[Opening THE RECORDS section]
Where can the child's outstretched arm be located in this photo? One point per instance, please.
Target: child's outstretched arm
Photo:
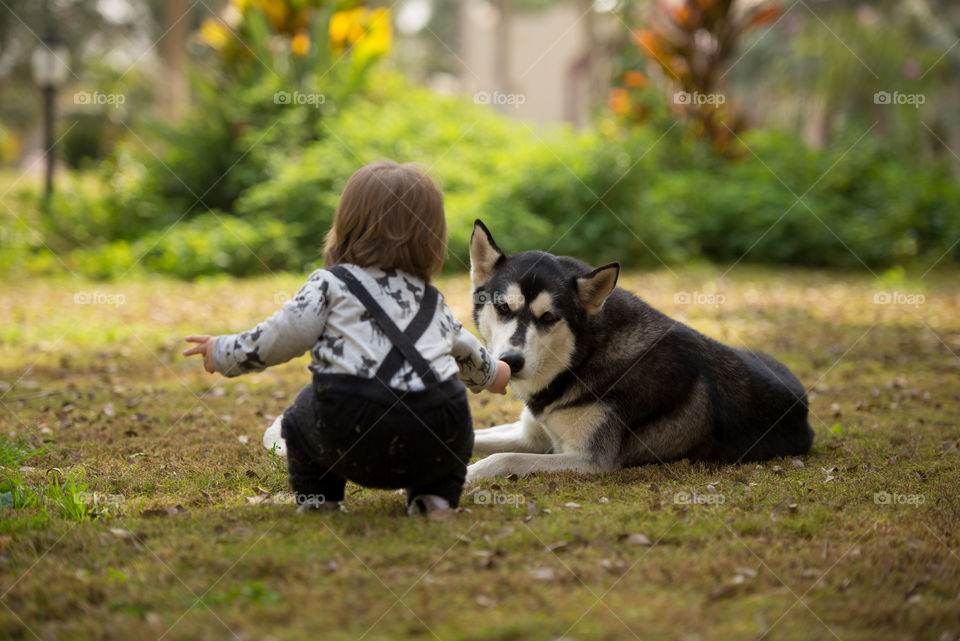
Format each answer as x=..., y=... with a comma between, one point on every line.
x=479, y=370
x=286, y=334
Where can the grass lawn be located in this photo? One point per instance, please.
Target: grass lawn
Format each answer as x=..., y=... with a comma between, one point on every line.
x=138, y=502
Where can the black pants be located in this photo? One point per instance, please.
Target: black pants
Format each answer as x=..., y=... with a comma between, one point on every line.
x=346, y=428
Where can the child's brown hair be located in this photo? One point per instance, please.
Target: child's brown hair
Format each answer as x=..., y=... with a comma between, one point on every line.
x=389, y=216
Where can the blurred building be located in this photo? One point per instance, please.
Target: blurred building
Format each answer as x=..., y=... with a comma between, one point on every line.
x=540, y=65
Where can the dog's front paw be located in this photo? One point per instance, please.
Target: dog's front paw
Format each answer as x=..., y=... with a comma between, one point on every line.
x=493, y=465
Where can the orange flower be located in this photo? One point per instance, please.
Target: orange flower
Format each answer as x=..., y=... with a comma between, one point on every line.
x=635, y=79
x=765, y=16
x=619, y=101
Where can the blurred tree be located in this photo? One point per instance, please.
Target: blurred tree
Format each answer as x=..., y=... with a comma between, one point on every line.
x=690, y=42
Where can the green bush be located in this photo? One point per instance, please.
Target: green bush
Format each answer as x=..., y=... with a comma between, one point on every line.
x=641, y=197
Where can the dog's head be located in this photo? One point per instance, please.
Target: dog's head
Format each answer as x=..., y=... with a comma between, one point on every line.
x=533, y=308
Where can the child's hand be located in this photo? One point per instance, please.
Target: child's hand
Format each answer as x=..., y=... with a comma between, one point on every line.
x=503, y=377
x=204, y=346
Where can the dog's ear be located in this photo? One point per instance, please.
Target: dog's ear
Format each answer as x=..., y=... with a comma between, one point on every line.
x=484, y=254
x=594, y=288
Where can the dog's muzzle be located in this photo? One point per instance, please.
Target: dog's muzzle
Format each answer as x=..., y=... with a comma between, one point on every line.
x=515, y=360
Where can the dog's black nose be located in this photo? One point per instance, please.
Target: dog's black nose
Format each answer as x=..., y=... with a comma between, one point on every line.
x=514, y=360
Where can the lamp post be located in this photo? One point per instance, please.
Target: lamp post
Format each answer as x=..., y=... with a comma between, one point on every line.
x=49, y=67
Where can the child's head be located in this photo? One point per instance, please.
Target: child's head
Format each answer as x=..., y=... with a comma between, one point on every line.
x=390, y=216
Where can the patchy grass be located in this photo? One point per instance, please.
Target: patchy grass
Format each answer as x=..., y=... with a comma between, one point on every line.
x=856, y=541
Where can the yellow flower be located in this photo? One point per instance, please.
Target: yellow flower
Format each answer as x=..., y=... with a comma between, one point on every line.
x=214, y=34
x=367, y=31
x=300, y=44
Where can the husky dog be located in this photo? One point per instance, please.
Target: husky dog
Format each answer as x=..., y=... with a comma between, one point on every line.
x=609, y=382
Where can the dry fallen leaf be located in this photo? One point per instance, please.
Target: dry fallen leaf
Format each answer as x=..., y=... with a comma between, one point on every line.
x=542, y=574
x=638, y=539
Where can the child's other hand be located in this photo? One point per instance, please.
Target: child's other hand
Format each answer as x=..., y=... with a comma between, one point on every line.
x=503, y=377
x=204, y=346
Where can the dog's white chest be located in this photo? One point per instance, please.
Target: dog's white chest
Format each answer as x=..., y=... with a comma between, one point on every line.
x=571, y=429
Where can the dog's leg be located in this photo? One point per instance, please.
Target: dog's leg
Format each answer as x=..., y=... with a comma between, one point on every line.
x=521, y=464
x=525, y=435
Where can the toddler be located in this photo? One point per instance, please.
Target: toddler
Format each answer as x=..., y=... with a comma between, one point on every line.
x=386, y=407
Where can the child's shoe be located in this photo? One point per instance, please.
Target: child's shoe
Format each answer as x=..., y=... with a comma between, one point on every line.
x=272, y=438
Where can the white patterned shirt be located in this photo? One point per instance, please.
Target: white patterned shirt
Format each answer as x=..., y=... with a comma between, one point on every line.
x=329, y=321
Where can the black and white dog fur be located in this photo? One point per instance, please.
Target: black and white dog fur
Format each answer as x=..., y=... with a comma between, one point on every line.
x=608, y=382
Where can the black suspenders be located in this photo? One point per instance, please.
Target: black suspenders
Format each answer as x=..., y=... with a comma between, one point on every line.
x=404, y=342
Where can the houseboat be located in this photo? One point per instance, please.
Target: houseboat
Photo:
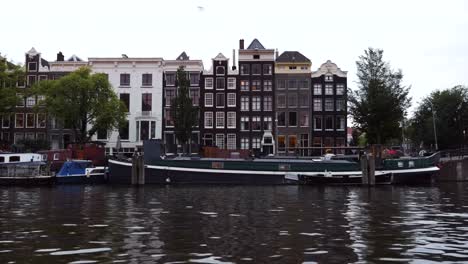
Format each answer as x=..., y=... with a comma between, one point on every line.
x=24, y=168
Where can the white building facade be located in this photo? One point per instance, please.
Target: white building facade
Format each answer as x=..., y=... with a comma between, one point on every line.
x=138, y=84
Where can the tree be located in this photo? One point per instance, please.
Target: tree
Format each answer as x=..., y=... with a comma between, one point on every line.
x=450, y=109
x=84, y=101
x=10, y=75
x=183, y=112
x=380, y=102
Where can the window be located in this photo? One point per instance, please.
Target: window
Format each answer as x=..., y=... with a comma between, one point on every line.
x=220, y=70
x=292, y=84
x=32, y=66
x=30, y=101
x=317, y=89
x=168, y=118
x=256, y=123
x=328, y=104
x=220, y=83
x=245, y=85
x=281, y=101
x=219, y=119
x=208, y=100
x=340, y=89
x=31, y=80
x=195, y=95
x=292, y=100
x=231, y=100
x=328, y=89
x=256, y=85
x=147, y=79
x=281, y=143
x=281, y=84
x=6, y=121
x=267, y=69
x=292, y=142
x=340, y=105
x=267, y=103
x=146, y=102
x=304, y=119
x=231, y=119
x=267, y=123
x=170, y=79
x=245, y=69
x=30, y=118
x=20, y=102
x=208, y=119
x=169, y=96
x=220, y=103
x=303, y=100
x=292, y=118
x=329, y=123
x=267, y=85
x=231, y=83
x=125, y=79
x=245, y=123
x=231, y=141
x=340, y=123
x=19, y=120
x=256, y=105
x=245, y=103
x=256, y=69
x=41, y=120
x=256, y=143
x=245, y=143
x=317, y=104
x=220, y=141
x=209, y=83
x=281, y=119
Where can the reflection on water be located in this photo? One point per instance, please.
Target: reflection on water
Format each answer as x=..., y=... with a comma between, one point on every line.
x=234, y=224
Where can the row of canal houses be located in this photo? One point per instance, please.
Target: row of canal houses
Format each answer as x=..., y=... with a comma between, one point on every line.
x=265, y=101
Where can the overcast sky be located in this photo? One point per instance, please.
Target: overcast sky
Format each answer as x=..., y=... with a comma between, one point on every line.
x=428, y=40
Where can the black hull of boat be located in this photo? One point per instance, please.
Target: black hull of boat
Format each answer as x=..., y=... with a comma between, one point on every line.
x=120, y=173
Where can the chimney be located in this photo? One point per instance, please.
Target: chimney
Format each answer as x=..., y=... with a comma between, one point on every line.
x=241, y=44
x=234, y=59
x=60, y=56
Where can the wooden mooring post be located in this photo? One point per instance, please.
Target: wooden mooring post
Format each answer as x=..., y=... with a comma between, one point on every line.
x=138, y=170
x=368, y=170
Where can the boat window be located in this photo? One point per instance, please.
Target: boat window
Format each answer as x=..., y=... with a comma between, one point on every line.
x=14, y=158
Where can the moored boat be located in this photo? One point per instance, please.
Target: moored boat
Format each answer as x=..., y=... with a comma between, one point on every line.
x=81, y=171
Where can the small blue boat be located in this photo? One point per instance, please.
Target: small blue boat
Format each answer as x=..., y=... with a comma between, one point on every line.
x=81, y=171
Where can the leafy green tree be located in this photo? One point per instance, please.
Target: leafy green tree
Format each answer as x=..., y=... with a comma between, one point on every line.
x=183, y=112
x=10, y=75
x=450, y=109
x=380, y=102
x=85, y=102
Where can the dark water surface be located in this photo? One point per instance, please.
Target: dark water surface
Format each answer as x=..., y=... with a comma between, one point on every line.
x=234, y=224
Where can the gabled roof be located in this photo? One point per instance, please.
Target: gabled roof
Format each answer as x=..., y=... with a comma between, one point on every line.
x=74, y=58
x=292, y=56
x=183, y=56
x=220, y=56
x=255, y=45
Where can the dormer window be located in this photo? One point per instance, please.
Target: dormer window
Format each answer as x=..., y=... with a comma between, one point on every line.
x=220, y=70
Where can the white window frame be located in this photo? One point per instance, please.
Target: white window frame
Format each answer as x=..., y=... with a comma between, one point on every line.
x=207, y=99
x=220, y=120
x=208, y=117
x=208, y=86
x=231, y=119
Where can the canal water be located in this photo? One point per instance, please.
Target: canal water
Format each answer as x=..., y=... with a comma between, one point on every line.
x=234, y=224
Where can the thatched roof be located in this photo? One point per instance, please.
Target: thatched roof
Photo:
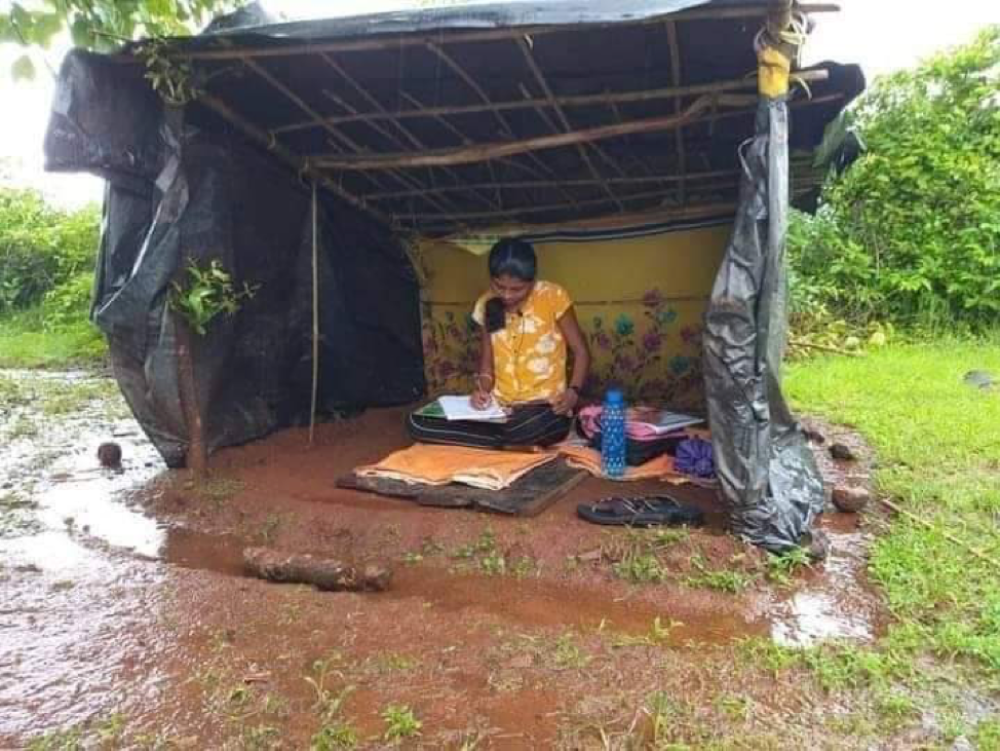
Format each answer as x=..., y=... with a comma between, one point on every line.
x=450, y=119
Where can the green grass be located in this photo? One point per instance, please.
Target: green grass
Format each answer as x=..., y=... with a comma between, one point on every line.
x=938, y=447
x=24, y=343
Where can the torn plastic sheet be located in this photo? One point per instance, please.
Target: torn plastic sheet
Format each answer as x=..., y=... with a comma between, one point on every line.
x=176, y=194
x=766, y=470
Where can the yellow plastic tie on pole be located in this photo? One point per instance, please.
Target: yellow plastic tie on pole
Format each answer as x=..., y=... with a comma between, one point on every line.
x=773, y=72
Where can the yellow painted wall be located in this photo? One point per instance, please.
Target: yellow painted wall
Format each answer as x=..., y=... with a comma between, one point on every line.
x=639, y=300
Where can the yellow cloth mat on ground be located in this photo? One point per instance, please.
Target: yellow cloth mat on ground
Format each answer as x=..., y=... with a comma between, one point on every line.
x=426, y=464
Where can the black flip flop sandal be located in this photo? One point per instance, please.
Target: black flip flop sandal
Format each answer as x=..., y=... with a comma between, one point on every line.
x=648, y=511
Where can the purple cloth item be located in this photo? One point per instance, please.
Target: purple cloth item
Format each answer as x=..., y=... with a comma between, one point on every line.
x=694, y=457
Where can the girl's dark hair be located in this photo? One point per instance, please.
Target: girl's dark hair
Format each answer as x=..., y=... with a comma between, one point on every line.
x=514, y=258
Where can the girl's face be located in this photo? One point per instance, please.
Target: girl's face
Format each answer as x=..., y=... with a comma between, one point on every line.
x=511, y=290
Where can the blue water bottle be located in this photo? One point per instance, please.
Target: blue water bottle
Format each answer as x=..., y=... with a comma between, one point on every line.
x=613, y=434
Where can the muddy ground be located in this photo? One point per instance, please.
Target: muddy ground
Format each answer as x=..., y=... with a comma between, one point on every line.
x=126, y=621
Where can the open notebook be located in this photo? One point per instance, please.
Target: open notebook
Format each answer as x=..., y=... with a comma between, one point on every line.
x=460, y=408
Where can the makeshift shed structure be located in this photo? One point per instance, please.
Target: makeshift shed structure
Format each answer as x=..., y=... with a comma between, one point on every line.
x=338, y=165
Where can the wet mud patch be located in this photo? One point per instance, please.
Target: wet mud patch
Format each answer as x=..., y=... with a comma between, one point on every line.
x=129, y=606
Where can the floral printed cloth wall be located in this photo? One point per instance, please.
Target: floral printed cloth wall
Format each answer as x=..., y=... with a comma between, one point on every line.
x=639, y=296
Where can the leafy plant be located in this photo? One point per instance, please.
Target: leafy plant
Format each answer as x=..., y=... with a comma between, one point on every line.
x=911, y=232
x=209, y=291
x=100, y=24
x=401, y=722
x=174, y=80
x=41, y=248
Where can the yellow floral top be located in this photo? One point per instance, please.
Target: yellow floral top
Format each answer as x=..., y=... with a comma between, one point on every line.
x=529, y=353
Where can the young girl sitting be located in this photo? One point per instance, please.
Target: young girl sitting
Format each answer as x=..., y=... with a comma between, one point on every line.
x=526, y=327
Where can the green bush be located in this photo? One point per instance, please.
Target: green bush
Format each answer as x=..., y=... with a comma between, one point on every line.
x=69, y=302
x=41, y=248
x=911, y=232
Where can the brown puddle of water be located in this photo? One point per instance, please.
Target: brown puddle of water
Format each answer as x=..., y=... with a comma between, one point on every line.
x=69, y=652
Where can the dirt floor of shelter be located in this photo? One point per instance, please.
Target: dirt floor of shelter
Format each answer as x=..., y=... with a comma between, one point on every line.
x=127, y=620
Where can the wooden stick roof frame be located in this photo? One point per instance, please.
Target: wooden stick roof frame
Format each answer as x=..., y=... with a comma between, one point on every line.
x=558, y=167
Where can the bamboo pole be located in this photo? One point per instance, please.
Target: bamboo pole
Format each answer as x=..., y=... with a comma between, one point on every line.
x=373, y=102
x=394, y=42
x=583, y=100
x=675, y=75
x=539, y=209
x=485, y=151
x=429, y=222
x=570, y=183
x=290, y=159
x=485, y=99
x=566, y=127
x=334, y=132
x=464, y=138
x=656, y=215
x=315, y=343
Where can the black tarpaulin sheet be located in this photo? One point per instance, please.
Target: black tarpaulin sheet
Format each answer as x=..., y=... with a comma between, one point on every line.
x=176, y=194
x=766, y=470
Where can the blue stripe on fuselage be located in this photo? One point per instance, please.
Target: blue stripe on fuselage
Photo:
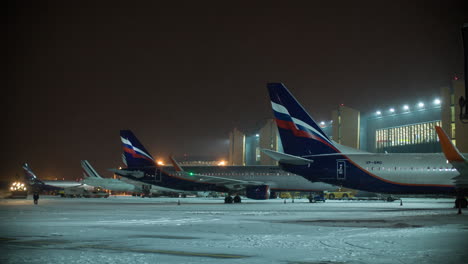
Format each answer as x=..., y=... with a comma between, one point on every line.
x=324, y=169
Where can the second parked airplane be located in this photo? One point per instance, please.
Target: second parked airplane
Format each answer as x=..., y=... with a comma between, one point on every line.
x=309, y=152
x=256, y=182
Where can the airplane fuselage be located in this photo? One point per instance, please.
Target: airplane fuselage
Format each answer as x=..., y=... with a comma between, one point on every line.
x=111, y=184
x=384, y=173
x=275, y=178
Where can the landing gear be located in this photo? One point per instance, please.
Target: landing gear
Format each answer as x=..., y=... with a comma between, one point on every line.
x=237, y=199
x=461, y=202
x=228, y=199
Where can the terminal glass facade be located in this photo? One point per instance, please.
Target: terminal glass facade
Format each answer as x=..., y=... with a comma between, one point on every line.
x=416, y=136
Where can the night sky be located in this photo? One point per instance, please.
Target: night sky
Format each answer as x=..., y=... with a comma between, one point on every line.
x=182, y=75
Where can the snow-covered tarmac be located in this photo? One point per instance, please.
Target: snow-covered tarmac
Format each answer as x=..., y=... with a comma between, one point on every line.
x=204, y=230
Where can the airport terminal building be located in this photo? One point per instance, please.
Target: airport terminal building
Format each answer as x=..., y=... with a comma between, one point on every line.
x=400, y=129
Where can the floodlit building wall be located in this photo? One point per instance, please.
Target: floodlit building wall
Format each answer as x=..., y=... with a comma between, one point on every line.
x=458, y=130
x=236, y=147
x=346, y=123
x=269, y=138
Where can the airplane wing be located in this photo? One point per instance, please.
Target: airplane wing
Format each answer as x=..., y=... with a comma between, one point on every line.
x=454, y=157
x=233, y=184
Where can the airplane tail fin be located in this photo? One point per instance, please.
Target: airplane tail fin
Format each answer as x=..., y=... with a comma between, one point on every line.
x=135, y=154
x=175, y=164
x=30, y=177
x=88, y=170
x=300, y=134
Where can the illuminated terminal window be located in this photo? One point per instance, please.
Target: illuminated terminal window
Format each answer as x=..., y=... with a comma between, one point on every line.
x=422, y=133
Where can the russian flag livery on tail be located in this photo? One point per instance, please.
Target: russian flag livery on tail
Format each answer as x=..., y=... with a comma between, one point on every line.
x=300, y=134
x=135, y=154
x=309, y=152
[Closing THE RECORDS section]
The response is to contain exactly the lines from the beginning of the data through the line containing "Where can the child's brown", both ends included, and nothing else; omit the pictures.

EXPECTED ANSWER:
Where can the child's outstretched arm be located in this photo? One point per instance, please.
Target: child's outstretched arm
Photo:
Format each answer as x=..., y=... with a comma between, one point on every line.
x=479, y=370
x=286, y=334
Where can the grass lawn be located in this photo? One point per instance, please.
Target: grass lawn
Format each answer as x=..., y=... with a comma between, one point on every line.
x=138, y=502
Where can the black pants be located in this photo? One point per instance, please.
Target: black pants
Format each answer as x=..., y=... with a comma between, one point on every line.
x=346, y=428
Where can the child's brown hair be located in this photo? One point per instance, please.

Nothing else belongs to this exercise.